■ ENTRIES SUPPLIED ■
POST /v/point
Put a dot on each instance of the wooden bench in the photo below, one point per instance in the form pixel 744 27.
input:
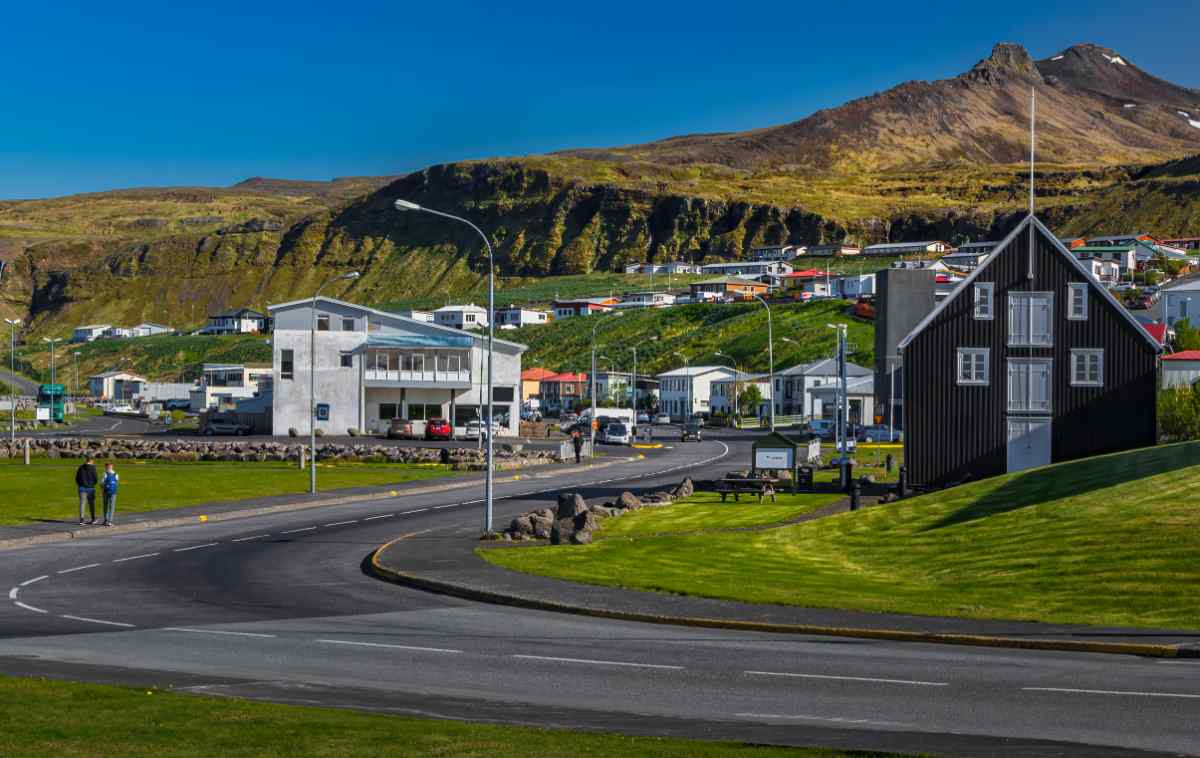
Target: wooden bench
pixel 737 487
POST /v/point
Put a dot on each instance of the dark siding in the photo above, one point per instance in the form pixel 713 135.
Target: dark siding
pixel 960 432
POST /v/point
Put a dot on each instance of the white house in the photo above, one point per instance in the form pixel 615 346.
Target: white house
pixel 1181 370
pixel 89 332
pixel 796 385
pixel 687 391
pixel 373 366
pixel 235 322
pixel 461 317
pixel 647 300
pixel 513 316
pixel 115 385
pixel 723 392
pixel 747 268
pixel 226 383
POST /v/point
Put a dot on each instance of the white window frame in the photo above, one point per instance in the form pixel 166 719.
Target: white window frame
pixel 1029 341
pixel 984 301
pixel 973 353
pixel 1077 289
pixel 1084 354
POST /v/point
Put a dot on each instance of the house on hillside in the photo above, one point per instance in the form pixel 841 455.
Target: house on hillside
pixel 929 247
pixel 237 322
pixel 1029 361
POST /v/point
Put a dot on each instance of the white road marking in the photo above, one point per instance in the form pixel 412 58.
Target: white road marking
pixel 214 631
pixel 195 547
pixel 869 679
pixel 1120 692
pixel 97 621
pixel 630 663
pixel 379 644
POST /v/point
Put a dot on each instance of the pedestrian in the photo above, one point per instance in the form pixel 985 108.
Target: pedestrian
pixel 85 482
pixel 576 443
pixel 112 481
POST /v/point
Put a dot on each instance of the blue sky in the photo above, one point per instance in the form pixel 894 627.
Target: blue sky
pixel 118 95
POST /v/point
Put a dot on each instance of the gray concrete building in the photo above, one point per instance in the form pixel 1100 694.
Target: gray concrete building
pixel 373 366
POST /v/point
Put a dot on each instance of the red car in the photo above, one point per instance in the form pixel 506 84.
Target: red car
pixel 438 428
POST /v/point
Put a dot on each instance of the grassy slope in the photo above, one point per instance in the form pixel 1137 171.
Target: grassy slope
pixel 696 331
pixel 46 489
pixel 72 720
pixel 1109 540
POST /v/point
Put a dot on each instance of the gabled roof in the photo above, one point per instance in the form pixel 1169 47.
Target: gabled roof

■ YOUR ASSIGNMENT ■
Your task is to reproduce the entries above word for word, from the first line through the line with "Put a dot on each instance of the white window", and please leave out any pictures.

■ REPLY ■
POST /v/point
Put a dot on each instance of the wooden bench in the photo below, one point per instance in the form pixel 744 27.
input:
Target: wooden bench
pixel 737 487
POST /v/point
Put a dot on each instance of the dark siding in the photo above, one point per instance in the form pixel 713 135.
Target: dark siding
pixel 960 432
POST /v/point
Put a dot on each instance of the white house in the photo above, one point per instance in the form pixel 615 346.
Target: white house
pixel 1181 370
pixel 89 332
pixel 796 385
pixel 687 391
pixel 373 366
pixel 235 322
pixel 461 317
pixel 647 300
pixel 513 316
pixel 115 385
pixel 723 392
pixel 747 268
pixel 226 383
POST /v/point
Put a dot on each instance of the white window frame in the photo above, one point per instance in the form pixel 166 719.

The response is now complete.